Aim of the exercise: Resume the FidexGloStats argument reference below, writing on from its final line.

Text shown:
>> start

FidexGloStats¶
Description¶
The FidexGloStats
program computes a variety of statistics based on the global ruleset generated by FidexGloRules. These metrics provide insights into the fidelity, accuracy, and explainability of the global ruleset in comparison to the model's predictions, as well as additional performance statistics related to classification outcomes. The results are output as text and/or saved to a file for further analysis.
Arguments list¶
The FidexGloStats
algorithm works with both required and optional arguments. Each argument has specific properties:
- Is required means whether an argument must be specified when calling the program or not.
- Type specifies the argument datatype.
- CLI argument syntax is the exact name to use if you are writing the argument along with the program call.
- JSON identifier is the exact name to use if you are writing the argument inside a JSON configuration file.
- Default value is the value that will be used by the program if the argument is not specified. If
None
, it could mean that the argument is not used at all during the algorithm execution or could also mean that you have to specify it yourself.
Show help¶
Display parameters and other helpful information concerning the program usage and terminate it when done.
Property | Value |
---|---|
Is required | No |
Type | None |
CLI argument syntax | -h , --help or None |
JSON identifier | N/A |
Default value | None |
Warning
If you use this argument, it must be the only one specified. No other argument can be specified with it.
JSON configuration file¶
File containing the configuration for the algorithm in JSON format (see more about JSON configuration files).
Property | Value |
---|---|
Is required | No |
Type | String |
CLI argument syntax | --json-configuration-file |
JSON identifier | N/A |
Default value | None |
Warning
If you use this argument, it must be the only one specified. No other argument can be specified with it.
Root folder path¶
Default path from where all the other arguments related to file paths are going to be based. Using this allows you to work with paths relative to this location and avoid writing absolute paths or lengthy relative paths.
Property | Value |
---|---|
Is required | No |
Type | String |
CLI argument syntax | --root_folder |
JSON identifier | root_folder |
Default value | . |
Global Rules file¶
Path to the file containing the global rules obtained with fidexGloRules
algorithm.
Property | Value |
---|---|
Is required | Yes |
Type | String |
CLI argument syntax | --global_rules_file |
JSON identifier | global_rules_file |
Default value | None |
Global Rules output file¶
Name of the file containing global rules with test stats on test set generated by the algorithm.

>> end

Material provided:

>> start

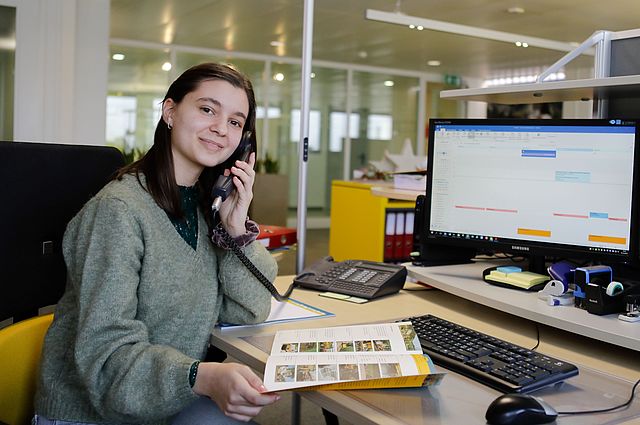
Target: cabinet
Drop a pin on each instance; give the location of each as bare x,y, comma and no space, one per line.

>> end

Solved problem:
Property | Value |
---|---|
Is required | No |
Type | String |
CLI argument syntax | --global_rules_outfile |
JSON identifier | global_rules_outfile |
Default value | None |
Info
The filename's extension can be specified as .json
. Allowing the program to generate a JSON-structured rule output file.
Number of attributes¶
Number of attributes in the dataset (should be equal to the number of inputs of the model). Takes values in the range [1,∞[
.
Property | Value |
---|---|
Is required | Yes |
Type | Integer |
CLI argument syntax | --nb_attributes |
JSON identifier | nb_attributes |
Default value | None |
Number of classes¶
Number of classes in the dataset (should be equal to the number of outputs of the model). Takes values in the range [2,∞[
.
Property | Value |
---|---|
Is required | Yes |
Type | Integer |
CLI argument syntax | --nb_classes |
JSON identifier | nb_classes |
Default value | None |
Test data file¶
File containing the testing portion of the dataset used to train the model. It can also contain training "true classes" (see Test true classes file).
Property | Value |
---|---|
Is required | Yes |
Type | String |
CLI argument syntax | --test_data_file |
JSON identifier | test_data_file |
Default value | None |
Test predictions file¶
File containing the predictions from the testing portion of the dataset.
Property | Value |
---|---|
Is required | Yes |
Type | String |
CLI argument syntax | --test_pred_file |
JSON identifier | test_pred_file |
Default value | None |
Test true classes file¶
File containing "true classes" (expected predictions), from the testing portion of the dataset.
Property | Value |
---|---|
Is required | No** |
Type | String |
CLI argument syntax | --test_class_file |
JSON identifier | test_class_file |
Default value | None |
Warning
This argument is not required if, and only if, the true classes are already specified inside the test data file.
Attributes file¶
File containing attributes (inputs) and classes (outputs) names.
Property | Value |
---|---|
Is required | No |
Type | String |
CLI argument syntax | --attributes_file |
JSON identifier | attributes_file |
Default value | None |
Logs output file¶
Name of file containing every feedback made by the algorithm during its execution. If not specified, the feedback is displayed in the terminal.
Property | Value |
---|---|
Is required | No |
Type | String |
CLI argument syntax | --console_file |
JSON identifier | console_file |
Default value | None |
Positive class index¶
Index of positive class to compute true/false positive/negative rates, index starts at 0. If it is specified in the rules file, it has to be the same value. Takes values in the range [0,nb_classes-1]
.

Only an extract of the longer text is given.